SCOPO DELL'ESERCIZIO ::
Ricopia senza cambiare nulla il tratto del brano sulla malattia mentale e il gruppo familiare che va da "Charles Bukowski" fino a "o vuole parlare.".

BRANO ESTRATTO ::
“La verità profonda, per fare qualunque cosa,
per scrivere, per dipingere, sta nella semplicità.
La vita é profonda nella sua semplicità.”
Charles Bukowski
Agli inizi degli anni '50 mentre lavorava sulla malattia mentale Pichon-Rivière scopre che l'uomo non si evolve in isolamento e che per accedere alla struttura della malattia, l'individuo deve essere osservato come “individuo in situazione” dove è possibile vedere il processo dell'ammalarsi inserito nel suo contesto. Colpito dai meccanismi di isolamento e segregazione messi in atto dai familiari, Pichon-Rivière si accorge che una persona si ammala perché tutto il gruppo familiare cerca di isolare e segregare attraverso di lui, delle cose che non riesce ad elaborare.
La persona che si ammala partecipa a questo gioco gruppale assumendosi il deposito che le viene assegnato.
Il balbettio apparentemente incoerente di uno psicotico cercherebbe di rimettere in circolo quelle cose e i segreti di cui nessuno può, deve o vuole parlare.
Pichon-Rivière diceva che non è possibile risolvere con “uno” quello che è di “tutti” e che il soggetto che si ammala è l'emergente del gruppo all'interno del quale egli stesso si è costituito.

ESTRATTI DELLE VOCI ::
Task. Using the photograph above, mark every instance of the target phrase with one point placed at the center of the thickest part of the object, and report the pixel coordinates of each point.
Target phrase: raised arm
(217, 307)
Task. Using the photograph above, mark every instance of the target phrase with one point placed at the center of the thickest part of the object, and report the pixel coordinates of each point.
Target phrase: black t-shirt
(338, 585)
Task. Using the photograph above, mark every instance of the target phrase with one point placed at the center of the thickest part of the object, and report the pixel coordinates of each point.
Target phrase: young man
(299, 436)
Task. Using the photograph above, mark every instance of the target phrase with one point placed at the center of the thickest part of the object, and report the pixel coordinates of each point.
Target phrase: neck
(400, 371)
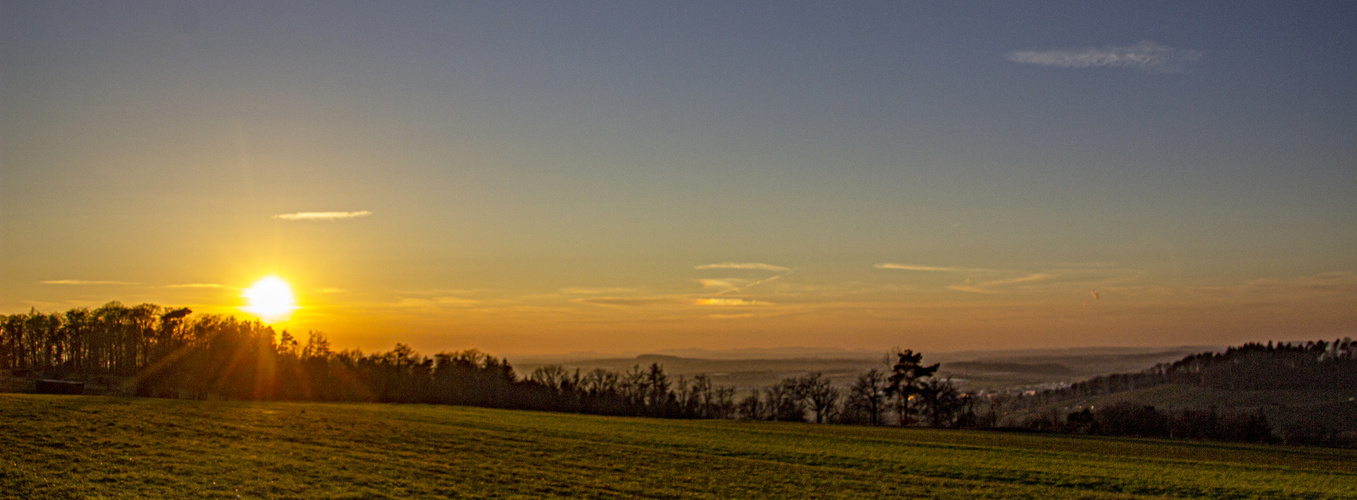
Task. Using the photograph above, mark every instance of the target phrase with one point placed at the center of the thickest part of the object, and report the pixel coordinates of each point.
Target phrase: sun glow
(270, 299)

SOLUZIONE SCRITTA ::
Charles Bukowski
Agli inizi degli anni '50 mentre lavorava sulla malattia mentale Pichon-Rivière scopre che l'uomo non si evolve in isolamento e che per accedere alla struttura della malattia, l'individuo deve essere osservato come “individuo in situazione” dove è possibile vedere il processo dell'ammalarsi inserito nel suo contesto. Colpito dai meccanismi di isolamento e segregazione messi in atto dai familiari, Pichon-Rivière si accorge che una persona si ammala perché tutto il gruppo familiare cerca di isolare e segregare attraverso di lui, delle cose che non riesce ad elaborare.
La persona che si ammala partecipa a questo gioco gruppale assumendosi il deposito che le viene assegnato.
Il balbettio apparentemente incoerente di uno psicotico cercherebbe di rimettere in circolo quelle cose e i segreti di cui nessuno può, deve o vuole parlare.